● **Exercise passage**:
The reviews of Evil Dead that have appeared so far from the film nerd community have ranged from pleased to ecstatic. Quotes like "simply astonishing" and "utterly and astoundingly awesome" and "a near perfect experience" from such trusted sources as IGN.com, TheHDRoom.com, and BloodyDisgusting.com, respectively, litter the film’s official website.
But it’s hard to say if the raves are the result of critical groupthink or of wishful thinking from fans of the original Evil Dead. The movie I saw was a perfectly acceptable remake of a beloved horror film that substituted a bigger budget for heart and soul.
Evil Dead is slightly better than the remakes of Texas Chainsaw Massacre (2003), Friday the 13th (2009), The Amityville Horror (2005), and A Nightmare on Elm Street (2010). But it is far from a "near perfect experience."
The best sequence may be the opening one, in which a gang of inbred savages and a terrified father capture a scared, confused girl running through the woods. Brought back to a cabin basement filled with cat corpses and a strange book filled with evil pictures, her soul will be saved—at a high price.
The scene is lean, terrifying, and even a little funny: everything the original Evil Dead was. If only the rest of the film were like that.
We return to the cabin where a quintet of twenty-somethings has gathered to help their friend Mia (Jane Levy) get a monkey off her back. Since Mia is addicted to heroin and brought to the countryside to facilitate going cold turkey, they are in for an even rougher night than they could have imagined.
Whereas the characters in the original were more or less blank slates—everymen having some fun in an abandoned cabin who are thrown into a fight for survival against forces they cannot comprehend—our new victims are loaded down with backstory.

Stored dataset items:
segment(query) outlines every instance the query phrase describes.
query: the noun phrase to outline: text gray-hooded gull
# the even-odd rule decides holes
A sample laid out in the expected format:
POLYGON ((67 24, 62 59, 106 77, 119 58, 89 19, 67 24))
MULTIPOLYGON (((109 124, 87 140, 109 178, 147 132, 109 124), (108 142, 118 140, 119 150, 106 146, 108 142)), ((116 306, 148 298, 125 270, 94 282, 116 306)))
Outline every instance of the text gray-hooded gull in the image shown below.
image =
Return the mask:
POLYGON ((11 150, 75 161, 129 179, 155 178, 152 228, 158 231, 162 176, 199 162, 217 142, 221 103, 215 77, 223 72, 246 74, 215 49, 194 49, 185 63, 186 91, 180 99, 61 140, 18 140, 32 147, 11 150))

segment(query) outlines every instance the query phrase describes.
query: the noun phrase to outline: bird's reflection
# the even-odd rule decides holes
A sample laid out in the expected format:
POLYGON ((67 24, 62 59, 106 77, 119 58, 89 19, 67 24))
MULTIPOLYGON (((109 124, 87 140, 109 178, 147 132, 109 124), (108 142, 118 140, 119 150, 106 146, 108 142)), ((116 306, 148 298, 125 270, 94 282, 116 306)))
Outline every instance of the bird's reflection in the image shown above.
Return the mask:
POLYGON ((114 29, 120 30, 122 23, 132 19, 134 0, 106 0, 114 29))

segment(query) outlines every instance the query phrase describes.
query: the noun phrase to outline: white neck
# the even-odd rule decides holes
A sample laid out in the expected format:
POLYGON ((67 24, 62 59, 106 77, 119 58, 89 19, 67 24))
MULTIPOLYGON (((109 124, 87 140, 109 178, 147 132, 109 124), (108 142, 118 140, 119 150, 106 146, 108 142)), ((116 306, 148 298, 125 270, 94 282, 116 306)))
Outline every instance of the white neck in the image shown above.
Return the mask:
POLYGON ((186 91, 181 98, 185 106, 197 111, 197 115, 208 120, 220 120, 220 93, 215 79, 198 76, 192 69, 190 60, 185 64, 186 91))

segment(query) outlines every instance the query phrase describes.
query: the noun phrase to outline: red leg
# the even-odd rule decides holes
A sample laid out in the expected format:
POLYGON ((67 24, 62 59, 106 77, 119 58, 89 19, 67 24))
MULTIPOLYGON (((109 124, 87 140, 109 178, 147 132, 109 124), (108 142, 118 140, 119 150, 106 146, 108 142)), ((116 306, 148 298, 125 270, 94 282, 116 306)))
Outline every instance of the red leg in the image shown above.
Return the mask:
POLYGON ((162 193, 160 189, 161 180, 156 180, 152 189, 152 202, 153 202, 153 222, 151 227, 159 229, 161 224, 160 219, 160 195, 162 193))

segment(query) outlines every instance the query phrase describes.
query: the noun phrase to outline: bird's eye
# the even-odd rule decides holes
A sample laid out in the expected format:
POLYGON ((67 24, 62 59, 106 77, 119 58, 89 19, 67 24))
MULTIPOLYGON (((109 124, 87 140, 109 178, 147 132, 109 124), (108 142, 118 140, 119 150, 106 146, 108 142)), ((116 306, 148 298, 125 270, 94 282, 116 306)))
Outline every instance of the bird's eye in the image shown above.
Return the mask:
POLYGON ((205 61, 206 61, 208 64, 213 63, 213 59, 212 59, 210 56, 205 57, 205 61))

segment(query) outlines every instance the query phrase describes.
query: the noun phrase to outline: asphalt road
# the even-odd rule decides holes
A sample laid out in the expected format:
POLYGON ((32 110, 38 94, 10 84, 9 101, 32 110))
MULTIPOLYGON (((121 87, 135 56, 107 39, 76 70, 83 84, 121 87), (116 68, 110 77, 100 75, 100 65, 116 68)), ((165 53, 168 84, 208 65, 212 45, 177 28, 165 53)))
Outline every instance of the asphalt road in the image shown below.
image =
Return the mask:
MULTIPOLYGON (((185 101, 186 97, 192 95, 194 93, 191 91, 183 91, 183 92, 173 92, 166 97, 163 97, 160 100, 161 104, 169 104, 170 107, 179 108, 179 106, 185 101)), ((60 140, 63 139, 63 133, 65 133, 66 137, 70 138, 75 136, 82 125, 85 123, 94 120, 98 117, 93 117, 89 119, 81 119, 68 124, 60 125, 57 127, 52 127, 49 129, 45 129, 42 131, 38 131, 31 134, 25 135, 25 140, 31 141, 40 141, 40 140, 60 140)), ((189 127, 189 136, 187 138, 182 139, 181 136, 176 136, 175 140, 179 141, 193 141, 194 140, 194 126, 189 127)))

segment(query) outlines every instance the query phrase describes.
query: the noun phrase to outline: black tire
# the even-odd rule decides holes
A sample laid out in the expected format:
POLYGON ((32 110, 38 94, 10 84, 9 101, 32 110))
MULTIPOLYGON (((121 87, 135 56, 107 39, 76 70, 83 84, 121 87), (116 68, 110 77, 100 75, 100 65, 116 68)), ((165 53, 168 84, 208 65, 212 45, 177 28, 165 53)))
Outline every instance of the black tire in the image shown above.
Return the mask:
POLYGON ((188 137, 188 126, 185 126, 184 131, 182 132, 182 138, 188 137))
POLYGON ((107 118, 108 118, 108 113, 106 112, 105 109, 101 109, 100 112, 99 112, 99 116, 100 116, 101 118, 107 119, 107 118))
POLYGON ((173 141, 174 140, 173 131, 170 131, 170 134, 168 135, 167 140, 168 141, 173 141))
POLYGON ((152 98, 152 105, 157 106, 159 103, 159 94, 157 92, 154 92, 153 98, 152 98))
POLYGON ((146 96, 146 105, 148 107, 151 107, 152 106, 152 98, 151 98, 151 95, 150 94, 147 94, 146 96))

● **Using the information**:
1. In the Evil Dead review, which actress plays Mia?
2. Please restate the Evil Dead review from "The scene is" to "could have imagined.", swapping "quintet" for "group".
The listing has no connection to the Evil Dead review.

● **Written answers**:
1. Jane Levy

2.
The scene is lean, terrifying, and even a little funny: everything the original Evil Dead was. If only the rest of the film were like that.
We return to the cabin where a group of twenty-somethings has gathered to help their friend Mia (Jane Levy) get a monkey off her back. Since Mia is addicted to heroin and brought to the countryside to facilitate going cold turkey, they are in for an even rougher night than they could have imagined.